**Extracted records:**

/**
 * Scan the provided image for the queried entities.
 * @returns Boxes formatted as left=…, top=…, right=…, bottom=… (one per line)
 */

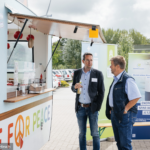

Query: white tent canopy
left=8, top=13, right=106, bottom=43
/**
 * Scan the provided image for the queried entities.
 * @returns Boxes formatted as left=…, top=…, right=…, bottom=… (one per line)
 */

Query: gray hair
left=110, top=55, right=126, bottom=69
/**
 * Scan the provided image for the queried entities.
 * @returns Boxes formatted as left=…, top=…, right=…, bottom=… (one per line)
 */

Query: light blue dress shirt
left=109, top=71, right=142, bottom=107
left=79, top=68, right=91, bottom=104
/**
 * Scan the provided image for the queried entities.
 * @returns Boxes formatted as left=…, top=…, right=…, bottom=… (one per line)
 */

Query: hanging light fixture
left=7, top=43, right=10, bottom=49
left=14, top=21, right=23, bottom=39
left=26, top=27, right=34, bottom=48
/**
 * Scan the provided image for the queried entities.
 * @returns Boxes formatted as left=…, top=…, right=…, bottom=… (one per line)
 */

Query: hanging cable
left=46, top=0, right=52, bottom=16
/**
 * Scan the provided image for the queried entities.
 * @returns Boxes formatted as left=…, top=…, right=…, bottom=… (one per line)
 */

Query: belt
left=79, top=102, right=91, bottom=107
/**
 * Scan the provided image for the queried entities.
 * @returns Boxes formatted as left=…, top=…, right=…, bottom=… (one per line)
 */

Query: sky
left=18, top=0, right=150, bottom=42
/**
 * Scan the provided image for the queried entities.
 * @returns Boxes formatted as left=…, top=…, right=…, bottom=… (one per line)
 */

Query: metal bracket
left=99, top=127, right=106, bottom=137
left=73, top=26, right=78, bottom=33
left=90, top=41, right=94, bottom=46
left=7, top=19, right=28, bottom=64
left=44, top=37, right=61, bottom=72
left=92, top=26, right=96, bottom=30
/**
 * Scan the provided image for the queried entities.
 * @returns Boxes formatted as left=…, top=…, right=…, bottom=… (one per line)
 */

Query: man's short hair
left=83, top=53, right=93, bottom=60
left=110, top=55, right=126, bottom=69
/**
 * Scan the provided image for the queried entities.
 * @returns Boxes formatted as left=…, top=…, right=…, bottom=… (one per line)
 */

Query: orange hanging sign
left=89, top=29, right=98, bottom=38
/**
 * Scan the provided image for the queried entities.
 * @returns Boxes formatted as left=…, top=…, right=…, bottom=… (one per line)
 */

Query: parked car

**AIM OF THE TASK:** Arrange every line of the records above as a numbered list, skipping blank lines and omitting the picture.

**FINISHED TASK:**
1. /**
2.  * Scan the provided image for the queried entities.
3.  * @returns Boxes formatted as left=…, top=…, right=…, bottom=… (one per line)
4.  */
5. Query: white tent canopy
6. left=8, top=13, right=106, bottom=43
7. /**
8.  * Scan the provided image for the queried entities.
9.  * @returns Boxes formatted as left=…, top=…, right=…, bottom=… (one per line)
10.  */
11. Query: gray hair
12. left=110, top=55, right=126, bottom=69
13. /**
14.  * Scan the provided image for the queried entities.
15.  * @returns Boxes formatted as left=…, top=…, right=…, bottom=… (one per line)
16.  */
17. Query: light blue dress shirt
18. left=109, top=71, right=142, bottom=107
19. left=79, top=68, right=91, bottom=104
20. /**
21.  * Scan the provided image for the queried entities.
22.  * @returns Boxes formatted as left=…, top=…, right=…, bottom=… (one per line)
23.  */
24. Query: hanging light fixture
25. left=7, top=43, right=10, bottom=49
26. left=14, top=21, right=23, bottom=39
27. left=26, top=27, right=34, bottom=48
28. /**
29.  * Scan the provided image for the queried entities.
30.  * @returns Boxes formatted as left=…, top=…, right=…, bottom=… (one per line)
31.  */
32. Query: hanging cable
33. left=46, top=0, right=52, bottom=16
34. /**
35.  * Scan the provided image for the queried entities.
36.  * @returns Boxes formatted as left=…, top=…, right=…, bottom=… (one per line)
37.  */
38. Query: belt
39. left=79, top=102, right=91, bottom=107
40. /**
41.  * Scan the provided image for the queried entities.
42.  * @returns Boxes formatted as left=…, top=…, right=…, bottom=… (one per line)
43.  */
44. Query: sky
45. left=18, top=0, right=150, bottom=42
46. /**
47.  * Scan the provided image for the queried entities.
48.  * @returns Boxes formatted as left=…, top=…, right=…, bottom=… (one per line)
49.  */
50. Query: metal bracket
51. left=99, top=127, right=106, bottom=137
52. left=73, top=26, right=78, bottom=33
53. left=90, top=41, right=94, bottom=46
54. left=7, top=19, right=28, bottom=64
55. left=44, top=37, right=61, bottom=72
56. left=92, top=26, right=96, bottom=30
57. /**
58.  * Scan the provided image for the queried entities.
59.  * @returns Boxes formatted as left=…, top=…, right=…, bottom=… (one per line)
60.  */
61. Query: man's short hair
62. left=83, top=53, right=93, bottom=60
63. left=110, top=55, right=126, bottom=69
64. /**
65.  * Scan the provided image for the queried entities.
66.  * @returns Boxes formatted as left=…, top=…, right=…, bottom=… (one per line)
67.  */
68. Query: orange hanging sign
69. left=89, top=29, right=98, bottom=38
70. /**
71.  * Scan the provided image for the queried entities.
72.  * @returns Boxes formatted as left=…, top=…, right=…, bottom=… (one per line)
73.  */
74. Query: parked car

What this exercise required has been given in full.